**УСЛОВИЯ ЗАДАНИЙ**
**1.** Определите, соответствуют ли тексту о полке под Царицыном утверждения (а), (б) и (в): (а) письмо Логофета из Москвы датировано февралем 1919 года; (б) Логофет намеревался привезти с собой 100 компасов; (в) керосин удавалось добывать для всего полка. Для каждого утверждения дайте ответ «да» или «нет» и приведите решающие слова текста в точной цитате.
**2.** Объясните на основании текста о полке под Царицыном, почему полку не удалось отдохнуть на хуторе под Царицыном. Ответ должен занимать от одного до трех предложений.
**3.** Продолжите текст о полке под Царицыном, начиная сразу после его последнего предложения.

**ФРАГМЕНТ СТРАНИЦЫ**
Р. S. Полушубки и валенки пришли в Качалинскую.
Передайте моему брату, что у Пожарова или Кевета в седле моя походная сумка, пусть возьмет до моего приезда.
5 января 1919 года».
Другое письмо мы получили уже из Москвы. К сожалению, оно не датировано, но, судя по всему, относится к февралю 1919 года. В нем Логофет писал:
«Тов. Моисеев!
С большим трудом удалось собрать и послать пополнение. Кавалерию вышлют вслед, 100 человек и 6 кольт-пулеметов. Вышли еще 3 маршевых роты, человек 700. Я скоро надеюсь быть с Вами, вся душа изболела о полку. Здоровье мое плохо. Неудачно, или вернее, не совсем удачно прошла операция, и рана после удаления пули еще не закрылась.
Ходить много нельзя, но кроме того есть что-то скверное со стороны сердца. Насчет перевода полка на другой фронт хлопочу, но много мешает моя неподвижность. Степанов видел Тарицына, он освобожден вовсе от военной службы, но я требую его переосвидетельствования. Пулеметчиков в Москве нет. Я привезу с собой карты (двухверстки), 25 биноклей признанных, 100 компасов, 2 дальномера, 2 бинокля-дальномера, готовальни, 25 электрических фонарей и 75 батарей, 10 часов карманных. Если удастся, на днях вышлю 75 лошадей... В броневике отказ. О полку все великолепного мнения, все Ваши доклады перепечатаны в Окр. Комиссии.
Ну вот и все. Жму Вашу руку. Привет всем товарищам.
Н. Логофет.
Надеюсь, скоро увидимся».
Славный боевой друг!.. Его надежда на скорое свидание не оправдалась.
Судьба разлучила нас с ним навсегда.
Белые все туже сжимали кольцо вокруг Царицына. К концу декабря наш полк после долгих скитаний по степи, потеряв много людей ранеными и убитым» и в особенности [94] больными, оказался на одном из хуторов в 7 верстах от Царицына. Здесь мы простояли довольно долго, но отдохнуть не удалось, так как неприятель беспокоил постоянно. Ощущался острый недостаток продовольствия. Район, переходивший несчетное количество раз из рук в руки, был опустошен.
Особенно плохо обстояло дело с фуражом. Иногда лошадей совсем нечем было кормить. «Что ж, пойдем на сенокос», — говорили красноармейцы, уходя в конце декабря косить высокую болотную траву, но и ее скоро не осталось.
Нехватки чувствовались во всем. Даже керосин с грехом пополам добывался только для штаба полка.
Не было и топлива. Дров не хватало даже на костры при заставах. Жгли почти исключительно кизяк, да и тот приходилось с большим трудом доставать у местного населения. Кизяк давал больше дыма, чем тепла. Больно было смотреть на красноармейцев в караулах. Их пронизывал ветер, сек дождь, засыпал снег. Съежившись, они сидели у костров, прокопченные, в изодранных башмаках и шинелях.
Полк московских рабочих, хорошо проявивший себя в боях, где требовались отвага и храбрость, боевая дисциплина и напор, был недостаточно подготовлен к тяжелым пехотным будням томительной обороны.

**ФРАГМЕНТ НАБОРА ДАННЫХ**
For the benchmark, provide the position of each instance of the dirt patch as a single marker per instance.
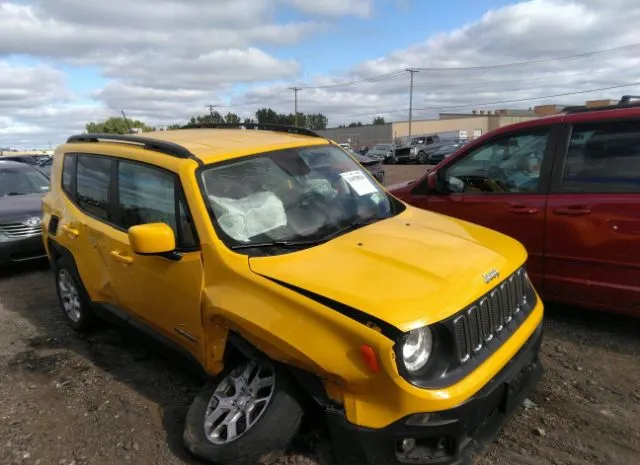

**ПИСЬМЕННЫЕ ОТВЕТЫ**
**1.**
(а) Нет: «К сожалению, оно не датировано, но, судя по всему, относится к февралю 1919 года».
(б) Да: «Я привезу с собой карты (двухверстки), 25 биноклей признанных, 100 компасов».
(в) Нет: «Даже керосин с грехом пополам добывался только для штаба полка».

**2.** Полк простоял на хуторе в 7 верстах от Царицына довольно долго, однако отдохнуть не удалось. Причина в том, что неприятель постоянно беспокоил полк.

**3.**
Люди тосковали по Москве, с нетерпением ожидали пополнения. И как раз в эти дни к нам приехала из родного Рогожско-Симоновского района с подарками от трудящихся представитель райкома партии Клавдия Духонина. Ее приезд был необычайно радостным событием для полка. И не потому, что москвичи прислали бойцам теплое белье, конфеты, табак и папиросы. Для красноармейцев были дороги не сами подарки, а внимание друзей и товарищей. Было приятно сознавать, что в Москве о нас помнят, что мы не забыты в промерзлых волжских степях.
Все были восхищены мужеством Клавдии Духониной. Ее знали и помнили многие бойцы еще по революционным событиям 1917 года. В октябрьских уличных боях в Москве она с группой других отважных работниц
Проехать на Царицынский фронт в то время было нелегко. После станции Владимировка кончался свободный [95] от белых железнодорожный путь. Отсюда до Царицына — километров шестьдесят — пробираться приходилось на подводах по проселочным дорогам, да и то с риском нарваться на белоказаков или бандитствующих дезертиров.
Духонина из Москвы выехала не одна. Вместе с нею в полк направлялись двое мужчин, фамилии которых я уже не помню. Но они оказались трусами и со станции Владимировка возвратились в Москву. А Клавдия Духонина — мужественная и решительная, верная партийному долгу и проникнутая горячей любовью к полку, сформированному в родном районе, — пустилась в опасный путь с подарками одна.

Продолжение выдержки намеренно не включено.